:: Trecho do texto
Renata Pimenta, 45, conhece a rotina de seu filho diante do dever de casa de matemática: ele enrola, conversa sobre outras coisas, tenta adiar o máximo que puder. O estresse é tão grande que Henrique, 9, tem tique nervoso nessa hora.

"Ele não tem o mesmo ânimo, como nas outras matérias", diz Renata. "É a matéria que ele demora mais para executar e à qual ele tem que se dedicar mais." E é disso mesmo que Henrique não gosta: ele acha muito difícil e demorado resolver os problemas.

A dificuldade do menino é comum e tem nome. Chama-se ansiedade matemática; ela envolve tensão ou apreensão diante de números e pode despertar reações físicas desagradáveis, como dor no estômago, suor e taquicardia, entre outras.

Melissa Poli Vilhena, 13, tem facilidade com matemática; ela seguiu o exemplo do irmão, da mãe e da avó, que também se dão bem com a disciplina - Ricardo Benichio/Folhapress

Pessoas de todas as faixas etárias estão sujeitas a isso, e pesquisadores descobriram na última década que a ansiedade matemática dos pais pode contagiar os filhos –e talvez não seja coincidência que Renata, quando criança, também sofresse nessa matéria.

Segundo Marjorie Schaeffer, professora de psicologia na Faculdade Saint Mary (EUA), os estudos mostram uma relação clara. "Sempre observamos nas pesquisas que ter pai ou mãe com ansiedade matemática diminui o desempenho das crianças em matemática no início do ensino fundamental".
::::
:: Linhas de dados
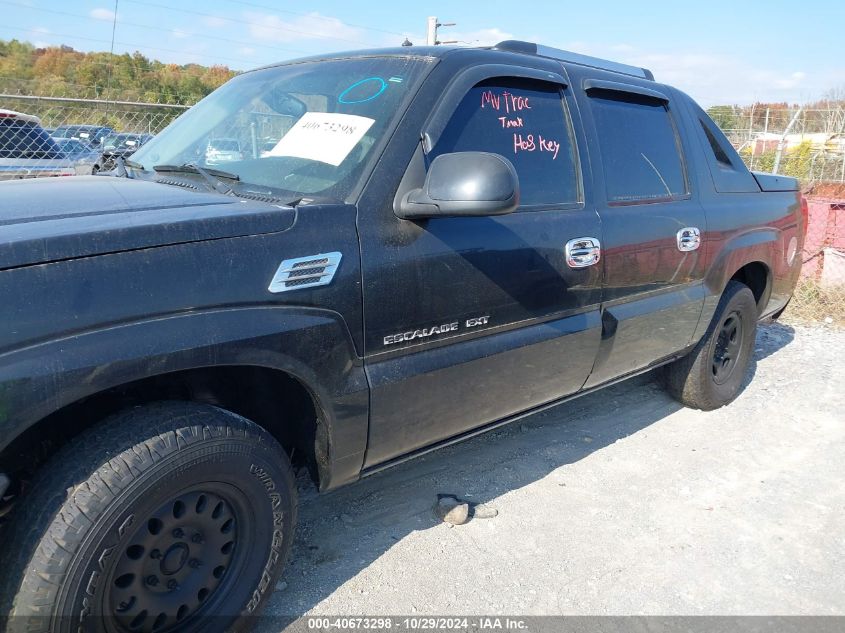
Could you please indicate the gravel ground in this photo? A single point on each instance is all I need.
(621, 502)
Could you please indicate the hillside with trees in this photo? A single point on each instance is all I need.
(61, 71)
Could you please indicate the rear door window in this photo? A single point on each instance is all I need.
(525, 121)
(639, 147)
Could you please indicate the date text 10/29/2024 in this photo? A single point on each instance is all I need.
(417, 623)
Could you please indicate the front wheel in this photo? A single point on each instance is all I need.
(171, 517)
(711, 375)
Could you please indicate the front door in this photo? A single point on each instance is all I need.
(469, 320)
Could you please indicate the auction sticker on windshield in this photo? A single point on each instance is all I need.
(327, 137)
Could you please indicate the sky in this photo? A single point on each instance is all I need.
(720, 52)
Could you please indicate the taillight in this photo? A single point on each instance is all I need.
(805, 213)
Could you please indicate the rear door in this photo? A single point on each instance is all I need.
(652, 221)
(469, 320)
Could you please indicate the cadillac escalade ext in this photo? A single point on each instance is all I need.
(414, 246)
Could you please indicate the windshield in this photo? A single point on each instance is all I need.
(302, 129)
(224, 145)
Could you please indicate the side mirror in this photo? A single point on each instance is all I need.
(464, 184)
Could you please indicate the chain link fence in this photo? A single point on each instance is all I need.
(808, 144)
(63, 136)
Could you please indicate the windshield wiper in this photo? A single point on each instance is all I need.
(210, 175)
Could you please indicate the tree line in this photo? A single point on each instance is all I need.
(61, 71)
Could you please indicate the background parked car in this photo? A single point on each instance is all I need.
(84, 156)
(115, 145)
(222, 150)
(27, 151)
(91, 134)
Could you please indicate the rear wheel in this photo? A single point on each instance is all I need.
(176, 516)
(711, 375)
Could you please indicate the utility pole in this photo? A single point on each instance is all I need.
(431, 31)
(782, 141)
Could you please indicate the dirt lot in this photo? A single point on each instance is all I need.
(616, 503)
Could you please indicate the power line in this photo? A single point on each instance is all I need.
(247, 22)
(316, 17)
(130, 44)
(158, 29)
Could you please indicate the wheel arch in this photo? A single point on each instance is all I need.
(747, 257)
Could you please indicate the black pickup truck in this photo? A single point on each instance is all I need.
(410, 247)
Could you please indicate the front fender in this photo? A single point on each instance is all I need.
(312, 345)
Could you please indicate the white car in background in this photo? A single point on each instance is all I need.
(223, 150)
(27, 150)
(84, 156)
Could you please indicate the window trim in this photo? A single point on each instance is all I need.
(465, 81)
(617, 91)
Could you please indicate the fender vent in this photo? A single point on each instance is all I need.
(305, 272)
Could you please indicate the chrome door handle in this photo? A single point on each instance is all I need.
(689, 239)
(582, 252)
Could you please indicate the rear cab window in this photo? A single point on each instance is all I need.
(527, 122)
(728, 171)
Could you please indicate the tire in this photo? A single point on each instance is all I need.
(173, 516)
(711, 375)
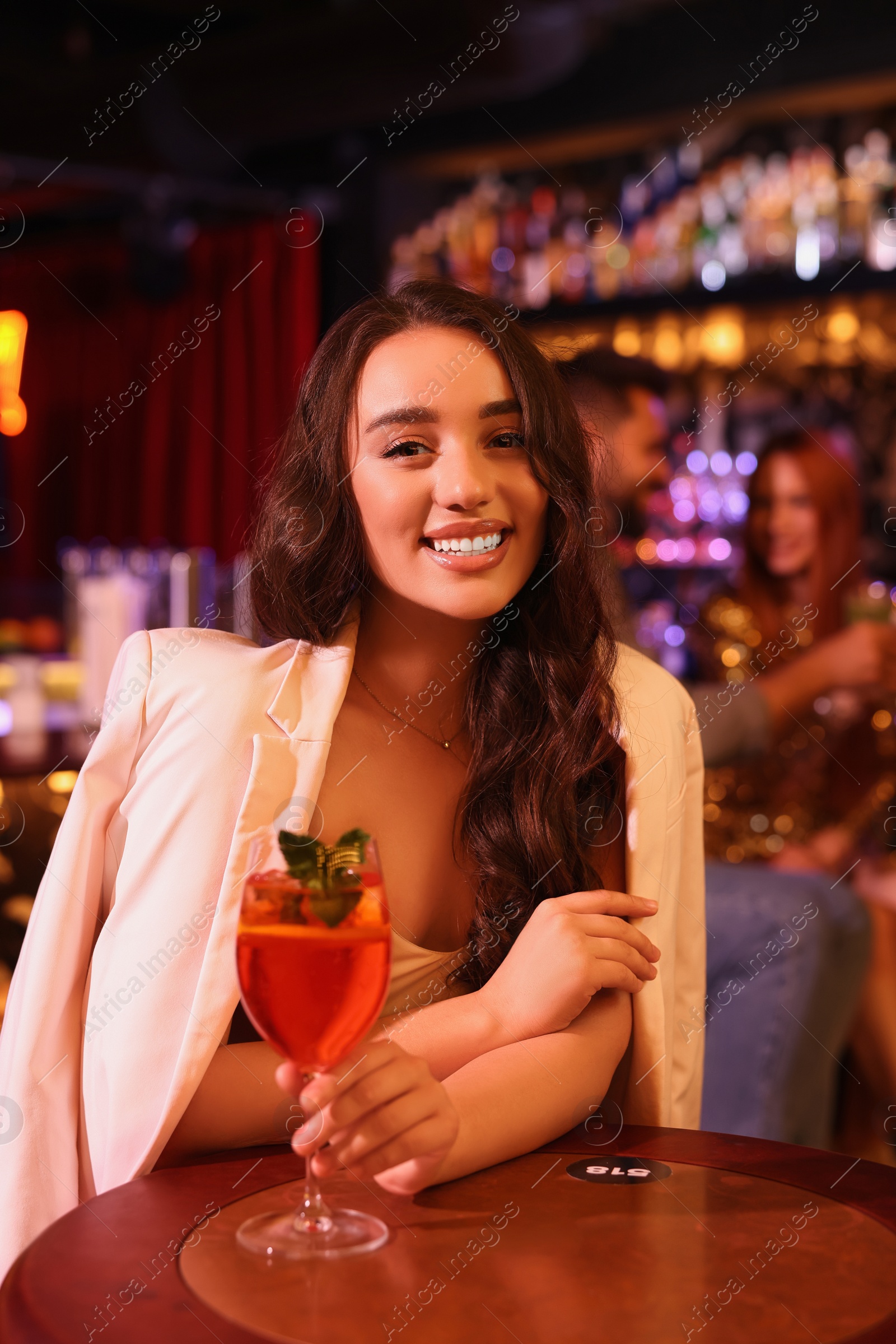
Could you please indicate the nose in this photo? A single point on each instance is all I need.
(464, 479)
::::
> [Sobre a tarefa]:
Responda com base no texto sobre ansiedade matemática:
(a) Quantos anos tem Henrique?
(b) Que reações físicas a ansiedade matemática pode despertar, segundo o texto?
(c) Em que instituição Marjorie Schaeffer é professora de psicologia?
O material não é necessário para resolver a atividade.

> [Resolução escrita]:
(a) Henrique tem 9 anos.
(b) Pode despertar dor no estômago, suor e taquicardia, entre outras.
(c) Ela é professora na Faculdade Saint Mary, nos EUA.